■ **Reading passage**:

· · ·

Reversed alterations of hippocampal parvalbumin and protein kinase C-gamma immunoreactivity after stroke in spontaneously hypertensive stroke-prone rats.
Aging spontaneously hypertensive stroke-prone rats (SHR-SP) were previously shown to develop neocortical strokes. Because the hippocampal CA1 is selectively vulnerable to abnormal brain perfusion, the neuropathological effects of spontaneous strokes were investigated on specific neurochemical alterations in two major cell types of the hippocampal CA1 in SHR-SP.
The immunoreactivity for the gamma-isoform of protein kinase C (in pyramidal cells) and parvalbumin (in interneurons) was determined in the hippocampal CA1 by applying monoclonal antibodies. Because chronic treatment with the calcium antagonist nimodipine prevents the development of strokes in SHR-SP, we compared SHR-SP (stroke) with age-matched nimodipine-treated rats (nonstroke).

· · ·

■ **Brief**:
Reproduce the full abstract on hippocampal immunoreactivity after stroke in hypertensive rats, word for word and without any changes.

· · ·

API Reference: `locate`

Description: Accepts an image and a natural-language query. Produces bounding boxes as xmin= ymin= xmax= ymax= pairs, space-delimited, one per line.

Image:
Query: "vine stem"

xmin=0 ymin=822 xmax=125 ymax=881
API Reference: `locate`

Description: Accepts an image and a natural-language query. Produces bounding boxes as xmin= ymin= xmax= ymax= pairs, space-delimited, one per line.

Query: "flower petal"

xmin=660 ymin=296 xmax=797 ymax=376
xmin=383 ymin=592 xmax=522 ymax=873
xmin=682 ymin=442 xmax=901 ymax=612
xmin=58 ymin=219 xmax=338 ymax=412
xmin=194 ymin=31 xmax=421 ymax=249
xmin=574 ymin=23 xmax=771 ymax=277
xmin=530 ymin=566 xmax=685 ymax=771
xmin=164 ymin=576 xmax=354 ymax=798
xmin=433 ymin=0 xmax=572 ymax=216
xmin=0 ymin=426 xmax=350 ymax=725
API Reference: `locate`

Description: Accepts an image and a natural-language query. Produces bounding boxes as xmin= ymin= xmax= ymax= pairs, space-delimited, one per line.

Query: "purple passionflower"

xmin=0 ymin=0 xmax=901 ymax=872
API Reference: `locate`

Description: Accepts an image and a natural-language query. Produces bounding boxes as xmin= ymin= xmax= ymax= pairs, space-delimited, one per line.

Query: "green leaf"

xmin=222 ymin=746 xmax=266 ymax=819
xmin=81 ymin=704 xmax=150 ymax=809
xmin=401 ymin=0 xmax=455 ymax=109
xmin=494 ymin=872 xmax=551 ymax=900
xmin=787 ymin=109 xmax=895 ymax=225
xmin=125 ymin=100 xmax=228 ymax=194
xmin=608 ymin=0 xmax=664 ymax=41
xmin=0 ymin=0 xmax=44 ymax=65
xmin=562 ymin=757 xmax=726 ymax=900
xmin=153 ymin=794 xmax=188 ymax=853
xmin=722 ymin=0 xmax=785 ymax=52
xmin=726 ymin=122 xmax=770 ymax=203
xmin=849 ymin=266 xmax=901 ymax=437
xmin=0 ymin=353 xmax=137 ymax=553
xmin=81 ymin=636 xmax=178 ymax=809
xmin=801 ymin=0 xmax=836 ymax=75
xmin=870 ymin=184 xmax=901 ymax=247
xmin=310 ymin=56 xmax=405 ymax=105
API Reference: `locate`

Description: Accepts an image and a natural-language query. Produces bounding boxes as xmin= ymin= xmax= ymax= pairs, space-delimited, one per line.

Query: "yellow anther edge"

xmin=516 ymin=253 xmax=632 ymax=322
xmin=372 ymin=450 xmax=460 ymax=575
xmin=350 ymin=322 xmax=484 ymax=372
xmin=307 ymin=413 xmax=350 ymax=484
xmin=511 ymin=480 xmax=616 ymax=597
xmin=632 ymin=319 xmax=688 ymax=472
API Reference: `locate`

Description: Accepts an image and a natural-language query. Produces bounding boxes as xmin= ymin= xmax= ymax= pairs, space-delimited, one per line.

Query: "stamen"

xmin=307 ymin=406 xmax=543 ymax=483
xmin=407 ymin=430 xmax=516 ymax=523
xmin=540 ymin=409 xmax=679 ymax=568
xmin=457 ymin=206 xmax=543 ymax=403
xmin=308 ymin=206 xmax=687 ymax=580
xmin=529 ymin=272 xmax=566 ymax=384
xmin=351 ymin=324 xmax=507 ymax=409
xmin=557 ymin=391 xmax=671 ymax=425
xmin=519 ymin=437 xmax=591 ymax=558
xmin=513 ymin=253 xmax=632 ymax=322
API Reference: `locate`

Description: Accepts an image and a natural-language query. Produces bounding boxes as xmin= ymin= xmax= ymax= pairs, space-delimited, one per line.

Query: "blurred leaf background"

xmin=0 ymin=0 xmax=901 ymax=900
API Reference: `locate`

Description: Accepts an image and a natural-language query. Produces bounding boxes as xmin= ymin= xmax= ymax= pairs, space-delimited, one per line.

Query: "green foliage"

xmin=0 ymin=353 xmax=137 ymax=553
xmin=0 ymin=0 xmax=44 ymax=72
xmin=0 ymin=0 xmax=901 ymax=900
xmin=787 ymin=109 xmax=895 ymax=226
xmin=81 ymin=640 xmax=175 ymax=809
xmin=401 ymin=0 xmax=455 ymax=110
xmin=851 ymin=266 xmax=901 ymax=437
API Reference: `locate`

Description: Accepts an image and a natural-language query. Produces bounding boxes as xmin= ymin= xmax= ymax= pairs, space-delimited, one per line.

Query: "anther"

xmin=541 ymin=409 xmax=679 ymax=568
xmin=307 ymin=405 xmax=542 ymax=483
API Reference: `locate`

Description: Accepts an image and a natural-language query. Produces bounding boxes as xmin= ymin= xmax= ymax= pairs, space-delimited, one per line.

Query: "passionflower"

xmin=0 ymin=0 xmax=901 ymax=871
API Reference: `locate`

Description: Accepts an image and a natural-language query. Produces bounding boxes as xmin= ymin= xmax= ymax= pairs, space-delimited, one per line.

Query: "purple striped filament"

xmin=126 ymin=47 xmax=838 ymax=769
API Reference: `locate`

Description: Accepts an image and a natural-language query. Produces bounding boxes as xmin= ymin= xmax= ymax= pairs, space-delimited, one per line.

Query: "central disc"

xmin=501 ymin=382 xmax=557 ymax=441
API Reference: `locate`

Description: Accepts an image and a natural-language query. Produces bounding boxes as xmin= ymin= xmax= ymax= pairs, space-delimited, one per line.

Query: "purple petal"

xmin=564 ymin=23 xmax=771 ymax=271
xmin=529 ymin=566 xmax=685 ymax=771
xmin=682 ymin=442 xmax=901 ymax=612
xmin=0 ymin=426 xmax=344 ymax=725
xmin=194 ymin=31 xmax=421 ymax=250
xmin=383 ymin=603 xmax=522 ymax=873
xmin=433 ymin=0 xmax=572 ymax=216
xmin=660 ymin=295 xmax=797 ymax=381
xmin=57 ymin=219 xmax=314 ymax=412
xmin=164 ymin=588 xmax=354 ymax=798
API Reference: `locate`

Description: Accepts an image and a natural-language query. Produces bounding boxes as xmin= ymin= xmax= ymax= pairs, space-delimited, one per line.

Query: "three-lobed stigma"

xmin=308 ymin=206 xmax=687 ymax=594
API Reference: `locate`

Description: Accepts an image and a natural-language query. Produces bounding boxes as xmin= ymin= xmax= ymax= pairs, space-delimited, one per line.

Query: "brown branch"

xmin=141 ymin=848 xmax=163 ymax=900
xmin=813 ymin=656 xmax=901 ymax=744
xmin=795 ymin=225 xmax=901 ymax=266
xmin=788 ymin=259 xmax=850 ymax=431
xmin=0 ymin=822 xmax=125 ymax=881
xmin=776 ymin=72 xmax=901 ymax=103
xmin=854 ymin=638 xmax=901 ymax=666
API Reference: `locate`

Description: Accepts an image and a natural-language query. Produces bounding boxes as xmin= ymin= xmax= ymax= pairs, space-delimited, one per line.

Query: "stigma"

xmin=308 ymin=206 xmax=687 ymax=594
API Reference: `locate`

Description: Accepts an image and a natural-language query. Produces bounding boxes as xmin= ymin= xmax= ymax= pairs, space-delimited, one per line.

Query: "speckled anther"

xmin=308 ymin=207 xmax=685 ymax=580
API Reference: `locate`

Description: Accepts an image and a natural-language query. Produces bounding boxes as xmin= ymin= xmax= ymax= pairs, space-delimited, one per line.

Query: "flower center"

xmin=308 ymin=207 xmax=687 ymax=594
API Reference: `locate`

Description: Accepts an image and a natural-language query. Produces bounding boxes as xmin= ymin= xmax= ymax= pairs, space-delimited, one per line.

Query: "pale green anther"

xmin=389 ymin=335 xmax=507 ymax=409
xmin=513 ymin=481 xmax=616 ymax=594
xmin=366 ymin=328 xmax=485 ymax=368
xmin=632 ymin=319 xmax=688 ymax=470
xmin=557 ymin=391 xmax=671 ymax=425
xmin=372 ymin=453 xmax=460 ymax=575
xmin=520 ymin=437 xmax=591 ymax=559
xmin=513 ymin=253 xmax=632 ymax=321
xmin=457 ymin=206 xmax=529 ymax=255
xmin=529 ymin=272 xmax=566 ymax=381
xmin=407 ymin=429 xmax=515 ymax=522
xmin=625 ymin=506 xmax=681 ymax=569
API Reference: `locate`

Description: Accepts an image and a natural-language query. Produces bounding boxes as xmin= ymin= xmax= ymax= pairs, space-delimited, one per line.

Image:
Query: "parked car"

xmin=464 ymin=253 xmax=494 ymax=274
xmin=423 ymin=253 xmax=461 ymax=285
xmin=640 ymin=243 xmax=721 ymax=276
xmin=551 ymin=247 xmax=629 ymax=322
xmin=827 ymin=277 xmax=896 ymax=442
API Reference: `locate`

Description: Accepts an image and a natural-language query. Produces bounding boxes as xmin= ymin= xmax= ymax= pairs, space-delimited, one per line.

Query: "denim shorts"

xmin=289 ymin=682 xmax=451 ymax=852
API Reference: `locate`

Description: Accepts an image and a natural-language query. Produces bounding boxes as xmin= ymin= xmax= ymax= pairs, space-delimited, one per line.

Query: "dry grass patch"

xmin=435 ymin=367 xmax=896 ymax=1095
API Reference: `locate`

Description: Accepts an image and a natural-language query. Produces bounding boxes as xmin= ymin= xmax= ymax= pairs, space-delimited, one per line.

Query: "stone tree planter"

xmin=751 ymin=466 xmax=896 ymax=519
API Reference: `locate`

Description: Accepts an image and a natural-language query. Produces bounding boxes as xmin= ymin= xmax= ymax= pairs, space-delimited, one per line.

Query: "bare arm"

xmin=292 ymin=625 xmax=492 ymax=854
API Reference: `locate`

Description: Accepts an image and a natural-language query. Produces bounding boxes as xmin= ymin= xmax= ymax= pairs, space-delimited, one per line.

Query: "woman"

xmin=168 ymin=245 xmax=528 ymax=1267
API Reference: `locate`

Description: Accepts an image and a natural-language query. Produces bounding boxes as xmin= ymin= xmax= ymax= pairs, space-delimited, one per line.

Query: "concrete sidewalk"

· · ·

■ **Exercise answer**:
Reversed alterations of hippocampal parvalbumin and protein kinase C-gamma immunoreactivity after stroke in spontaneously hypertensive stroke-prone rats.
Aging spontaneously hypertensive stroke-prone rats (SHR-SP) were previously shown to develop neocortical strokes. Because the hippocampal CA1 is selectively vulnerable to abnormal brain perfusion, the neuropathological effects of spontaneous strokes were investigated on specific neurochemical alterations in two major cell types of the hippocampal CA1 in SHR-SP.
The immunoreactivity for the gamma-isoform of protein kinase C (in pyramidal cells) and parvalbumin (in interneurons) was determined in the hippocampal CA1 by applying monoclonal antibodies. Because chronic treatment with the calcium antagonist nimodipine prevents the development of strokes in SHR-SP, we compared SHR-SP (stroke) with age-matched nimodipine-treated rats (nonstroke).